STATED PROBLEM: Recast every line of the entries below as a numbered list, leaving out any blank lines.
━━━
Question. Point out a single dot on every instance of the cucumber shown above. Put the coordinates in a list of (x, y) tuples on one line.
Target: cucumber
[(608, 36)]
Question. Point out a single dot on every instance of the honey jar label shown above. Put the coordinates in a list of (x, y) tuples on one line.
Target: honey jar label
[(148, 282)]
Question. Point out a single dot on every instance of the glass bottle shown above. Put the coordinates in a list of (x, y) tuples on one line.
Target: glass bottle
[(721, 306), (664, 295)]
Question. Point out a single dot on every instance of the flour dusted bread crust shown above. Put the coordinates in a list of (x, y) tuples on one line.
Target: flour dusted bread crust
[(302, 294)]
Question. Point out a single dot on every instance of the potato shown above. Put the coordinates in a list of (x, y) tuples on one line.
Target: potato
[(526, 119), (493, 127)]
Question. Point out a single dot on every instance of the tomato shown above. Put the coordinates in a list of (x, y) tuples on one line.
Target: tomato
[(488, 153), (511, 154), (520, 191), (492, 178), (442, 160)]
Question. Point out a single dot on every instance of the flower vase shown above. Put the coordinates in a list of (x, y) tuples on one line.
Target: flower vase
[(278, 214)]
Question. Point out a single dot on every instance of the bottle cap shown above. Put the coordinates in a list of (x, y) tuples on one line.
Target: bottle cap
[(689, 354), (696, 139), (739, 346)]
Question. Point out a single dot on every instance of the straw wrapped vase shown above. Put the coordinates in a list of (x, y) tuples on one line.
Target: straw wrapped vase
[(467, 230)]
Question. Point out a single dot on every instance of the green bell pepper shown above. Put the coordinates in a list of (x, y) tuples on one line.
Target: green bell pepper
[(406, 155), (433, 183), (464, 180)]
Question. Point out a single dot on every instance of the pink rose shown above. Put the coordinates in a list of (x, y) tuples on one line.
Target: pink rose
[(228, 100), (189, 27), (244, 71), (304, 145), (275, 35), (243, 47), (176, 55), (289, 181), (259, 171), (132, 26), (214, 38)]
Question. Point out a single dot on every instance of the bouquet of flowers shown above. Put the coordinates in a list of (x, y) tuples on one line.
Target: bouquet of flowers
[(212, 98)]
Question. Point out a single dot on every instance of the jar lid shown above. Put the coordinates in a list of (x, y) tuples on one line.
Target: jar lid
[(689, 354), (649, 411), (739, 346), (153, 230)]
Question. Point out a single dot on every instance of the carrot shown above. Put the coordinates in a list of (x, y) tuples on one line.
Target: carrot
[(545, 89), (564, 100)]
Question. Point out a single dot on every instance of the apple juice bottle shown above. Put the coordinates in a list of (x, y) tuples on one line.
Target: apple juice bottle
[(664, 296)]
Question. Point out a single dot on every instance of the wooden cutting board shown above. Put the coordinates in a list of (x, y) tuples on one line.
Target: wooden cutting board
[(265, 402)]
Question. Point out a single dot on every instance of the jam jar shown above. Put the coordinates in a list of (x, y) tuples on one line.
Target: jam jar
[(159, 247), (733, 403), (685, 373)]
━━━
FULL OUTPUT:
1. Question. Point out a single dot on every instance of the cucumber shown above. Put the coordinates in a list of (x, y) tuples on one line.
2. Target: cucumber
3. [(608, 36)]
4. Question. Point out a single dot on every instance of the honey jar label shown above. Put the coordinates in a list of (x, y) tuples on one line.
5. Target: honey jar label
6. [(148, 282)]
7. Question. Point out a single dot on every instance of the glass bottle shown above. Put the coordinates in a list of (x, y) tuples on one line.
8. Target: glass bottle
9. [(721, 306), (664, 295)]
10. Question. Point out a single dot on every instance of the flour dusted bread crust shown above. Put the coordinates in a list of (x, y) tuples on one line.
11. Target: flour dusted bread crust
12. [(302, 294)]
13. Question. Point out a single dot on every instance of the potato shown above. Put the coordinates in a list of (x, y) tuples on one line.
14. Target: potato
15. [(526, 119), (493, 127)]
16. Question. Point out a single dot on every instance of the tomato shown above. Put the coordinates in a list of (x, y) tuples on one line.
17. Target: tomato
18. [(488, 153), (511, 154), (520, 191), (492, 178), (442, 160)]
19. Question. Point out a single dot on every instance of the flower vase shown above. Put the coordinates in a list of (x, y) tuples on one line.
20. Target: flower vase
21. [(278, 214)]
22. Question. Point out a single dot on every instance of the bottle cap shown above. Put the coordinates in a list of (x, y) tuples on one line.
23. Target: bottle cap
24. [(689, 354), (696, 139), (739, 346)]
25. Question. Point out a single dot on every instance of the straw wrapped vase shown above. Put the coordinates in a list of (x, y) tuples on one line.
26. Target: straw wrapped vase
27. [(467, 230)]
28. Question. Point out a single dot on every instance of the green bell pepper shown above. Put the coordinates in a list of (x, y) tuples on one line.
29. Target: green bell pepper
30. [(406, 155), (433, 183), (464, 180)]
31. Question. Point out a single dot on every instance of the pink rose shown above. Put the coordinates in a list of (x, y) tuples on one line.
32. Target: pink rose
33. [(228, 100), (189, 27), (244, 71), (304, 145), (275, 35), (243, 47), (176, 55), (289, 181), (259, 171), (132, 26), (214, 38)]
34. Question. Point out a single dot on every instance of the bouquet of flowers shown above. Put the coordinates in a list of (x, y) tuples on one line.
35. Target: bouquet of flowers
36. [(212, 98)]
37. Question. Point out a single dot on every instance of the jar lid shown above. Put the coordinates in a list of (x, y) tuples on one line.
38. Target: jar lid
39. [(689, 354), (649, 411), (739, 346), (153, 230)]
40. Question. Point out a single dot on every instance of the carrot shown above. Put the coordinates in a list of (x, y) tuples on one line.
41. Target: carrot
42. [(545, 89), (564, 100)]
43. Question. Point out a single dot on every instance of the apple juice bottle shown above. Put the coordinates in a list of (x, y) tuples on one line.
44. Target: apple juice bottle
45. [(664, 296)]
46. Question. Point out a single dot on every instance of the wooden cutting board shown above. Put the coordinates in a list of (x, y) tuples on one line.
47. Target: wooden cutting board
48. [(265, 402)]
49. Question. Point out a single dot on every instance of the jam jar shown above. Put the coordinates in a list of (x, y) tuples on one line.
50. Target: jam jar
51. [(159, 247), (733, 403), (685, 373)]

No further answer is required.